--- START PAGE TEXT ---

So that actually means a lot. So I think it's valuable for you to be combining these two disciplines so you can talk about these things. Because a lot of people, you know, we're afraid to say, you know, we're afraid to say that we struggle learning with some of these things. And it's valuable for you to say that.

35:25

I think that's why the talk was so impactful. I actually had a few people crying almost. You know how people line up after a talk, like you end your talk with, are there any questions? Nobody raises his hand. And as soon as you close your laptop, people come to you and ask questions.

35:41

I had people basically almost crying and thanking me, like, thank you so much for, because it's a vulnerable story, because I say where I failed and where I think I could have acted differently and give a lot of advice. And The main message is you're not stupid.

--- END PAGE TEXT ---

§ GOAL
Repeat the transcript word for word, from "So that actually" up to and including "you're not stupid.".

--- START DATASET ROWS ---

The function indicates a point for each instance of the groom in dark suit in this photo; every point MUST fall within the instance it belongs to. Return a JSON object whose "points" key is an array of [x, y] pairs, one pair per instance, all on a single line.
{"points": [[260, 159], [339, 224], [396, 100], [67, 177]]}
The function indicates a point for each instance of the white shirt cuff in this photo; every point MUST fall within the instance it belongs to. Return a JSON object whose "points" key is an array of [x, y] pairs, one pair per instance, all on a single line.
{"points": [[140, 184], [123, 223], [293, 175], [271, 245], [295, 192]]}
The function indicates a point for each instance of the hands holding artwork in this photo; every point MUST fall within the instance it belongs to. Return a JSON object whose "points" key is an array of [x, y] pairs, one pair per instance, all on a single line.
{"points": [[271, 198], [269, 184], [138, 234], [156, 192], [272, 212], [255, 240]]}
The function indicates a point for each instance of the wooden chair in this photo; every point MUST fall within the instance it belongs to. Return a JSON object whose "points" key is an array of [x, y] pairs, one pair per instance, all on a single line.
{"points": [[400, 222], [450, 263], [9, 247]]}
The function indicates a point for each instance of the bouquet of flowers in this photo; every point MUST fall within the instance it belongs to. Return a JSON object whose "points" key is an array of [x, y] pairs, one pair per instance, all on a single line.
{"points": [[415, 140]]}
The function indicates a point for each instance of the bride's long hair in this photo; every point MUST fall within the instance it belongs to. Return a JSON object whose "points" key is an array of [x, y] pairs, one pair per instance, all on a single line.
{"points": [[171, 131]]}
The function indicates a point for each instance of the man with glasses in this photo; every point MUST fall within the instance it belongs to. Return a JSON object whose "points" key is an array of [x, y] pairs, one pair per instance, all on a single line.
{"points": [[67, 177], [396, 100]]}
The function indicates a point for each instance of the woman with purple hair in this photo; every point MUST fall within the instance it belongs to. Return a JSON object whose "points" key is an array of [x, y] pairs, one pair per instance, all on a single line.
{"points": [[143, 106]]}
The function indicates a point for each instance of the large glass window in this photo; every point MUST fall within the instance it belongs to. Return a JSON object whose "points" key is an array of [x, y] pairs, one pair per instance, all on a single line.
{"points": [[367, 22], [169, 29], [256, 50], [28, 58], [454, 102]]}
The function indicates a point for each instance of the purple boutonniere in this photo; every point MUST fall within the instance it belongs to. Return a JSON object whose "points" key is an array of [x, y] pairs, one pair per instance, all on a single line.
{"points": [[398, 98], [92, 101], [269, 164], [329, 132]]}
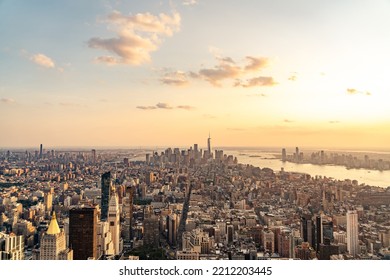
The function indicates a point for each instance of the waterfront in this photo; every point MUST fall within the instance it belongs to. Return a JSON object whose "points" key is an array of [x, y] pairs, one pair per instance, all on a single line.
{"points": [[262, 158]]}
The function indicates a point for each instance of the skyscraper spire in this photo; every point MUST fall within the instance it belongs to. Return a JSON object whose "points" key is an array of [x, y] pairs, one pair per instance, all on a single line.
{"points": [[209, 145]]}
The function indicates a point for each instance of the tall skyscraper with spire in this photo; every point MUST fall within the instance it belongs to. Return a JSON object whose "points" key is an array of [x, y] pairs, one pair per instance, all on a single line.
{"points": [[352, 232], [209, 147], [53, 243], [209, 144], [83, 232], [114, 222], [105, 194]]}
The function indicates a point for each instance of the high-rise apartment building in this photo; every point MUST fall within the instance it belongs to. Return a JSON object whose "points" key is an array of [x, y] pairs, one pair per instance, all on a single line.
{"points": [[114, 222], [53, 243], [352, 232], [11, 246], [83, 232], [172, 225], [127, 210], [105, 194]]}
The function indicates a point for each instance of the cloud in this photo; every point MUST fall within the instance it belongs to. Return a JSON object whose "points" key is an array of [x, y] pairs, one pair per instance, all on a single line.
{"points": [[225, 69], [258, 81], [165, 106], [6, 100], [235, 129], [177, 78], [70, 104], [256, 63], [257, 95], [208, 116], [190, 2], [136, 37], [146, 107], [185, 107], [42, 60], [353, 91], [228, 69], [292, 78]]}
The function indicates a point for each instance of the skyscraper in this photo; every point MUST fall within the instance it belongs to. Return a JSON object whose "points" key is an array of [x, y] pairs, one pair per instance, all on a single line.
{"points": [[284, 154], [113, 220], [172, 225], [352, 232], [105, 196], [11, 246], [83, 232], [128, 213], [209, 146], [93, 155], [41, 151], [53, 243]]}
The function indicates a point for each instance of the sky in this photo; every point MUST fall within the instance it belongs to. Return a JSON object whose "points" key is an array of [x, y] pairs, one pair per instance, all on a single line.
{"points": [[167, 73]]}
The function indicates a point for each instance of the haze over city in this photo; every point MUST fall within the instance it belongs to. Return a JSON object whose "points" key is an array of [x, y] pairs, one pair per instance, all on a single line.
{"points": [[165, 73]]}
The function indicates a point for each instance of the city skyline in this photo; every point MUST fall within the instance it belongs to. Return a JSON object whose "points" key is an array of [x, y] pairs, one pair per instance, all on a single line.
{"points": [[275, 74]]}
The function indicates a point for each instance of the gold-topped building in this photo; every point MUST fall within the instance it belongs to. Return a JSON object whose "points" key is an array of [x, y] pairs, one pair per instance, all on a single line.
{"points": [[53, 243]]}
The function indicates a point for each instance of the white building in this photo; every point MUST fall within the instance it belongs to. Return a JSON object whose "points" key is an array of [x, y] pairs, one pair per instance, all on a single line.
{"points": [[11, 247]]}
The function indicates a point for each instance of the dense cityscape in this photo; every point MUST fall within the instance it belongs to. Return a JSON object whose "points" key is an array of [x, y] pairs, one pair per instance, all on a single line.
{"points": [[184, 204]]}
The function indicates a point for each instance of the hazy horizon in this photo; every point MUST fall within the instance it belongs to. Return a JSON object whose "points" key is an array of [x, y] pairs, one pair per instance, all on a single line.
{"points": [[260, 73]]}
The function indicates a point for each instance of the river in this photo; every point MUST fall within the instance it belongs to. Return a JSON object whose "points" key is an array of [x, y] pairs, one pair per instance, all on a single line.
{"points": [[263, 159]]}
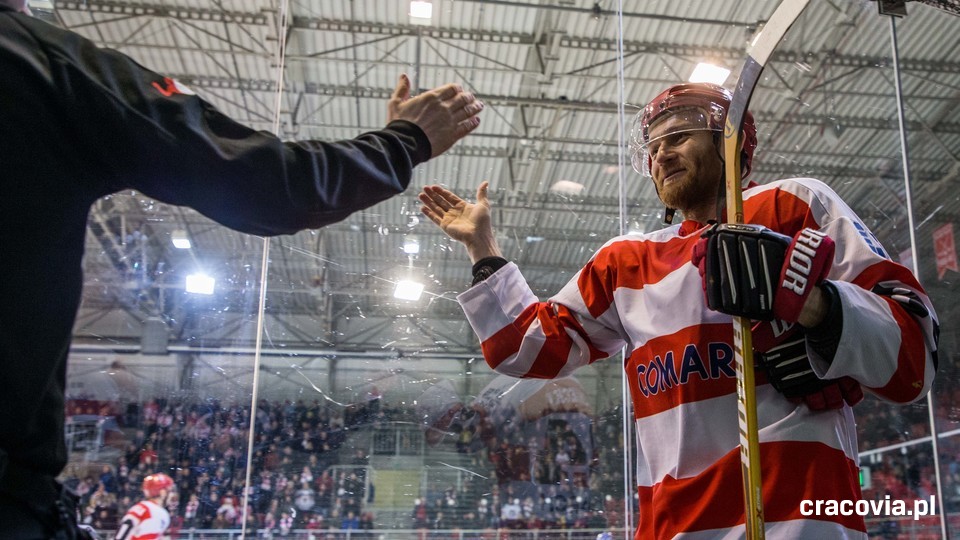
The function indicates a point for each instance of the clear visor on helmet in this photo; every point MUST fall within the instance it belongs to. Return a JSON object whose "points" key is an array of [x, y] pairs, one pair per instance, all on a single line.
{"points": [[645, 139]]}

--- END DATASET ROWS ---

§ THE SOLUTION
So that actually means a lot. So I think it's valuable for you to be combining these two disciplines so you can talk about these things. Because a lot of people, you know, we're afraid to say, you know, we're afraid to say that we struggle learning with some of these things. And it's valuable for you to say that.

35:25

I think that's why the talk was so impactful. I actually had a few people crying almost. You know how people line up after a talk, like you end your talk with, are there any questions? Nobody raises his hand. And as soon as you close your laptop, people come to you and ask questions.

35:41

I had people basically almost crying and thanking me, like, thank you so much for, because it's a vulnerable story, because I say where I failed and where I think I could have acted differently and give a lot of advice. And The main message is you're not stupid.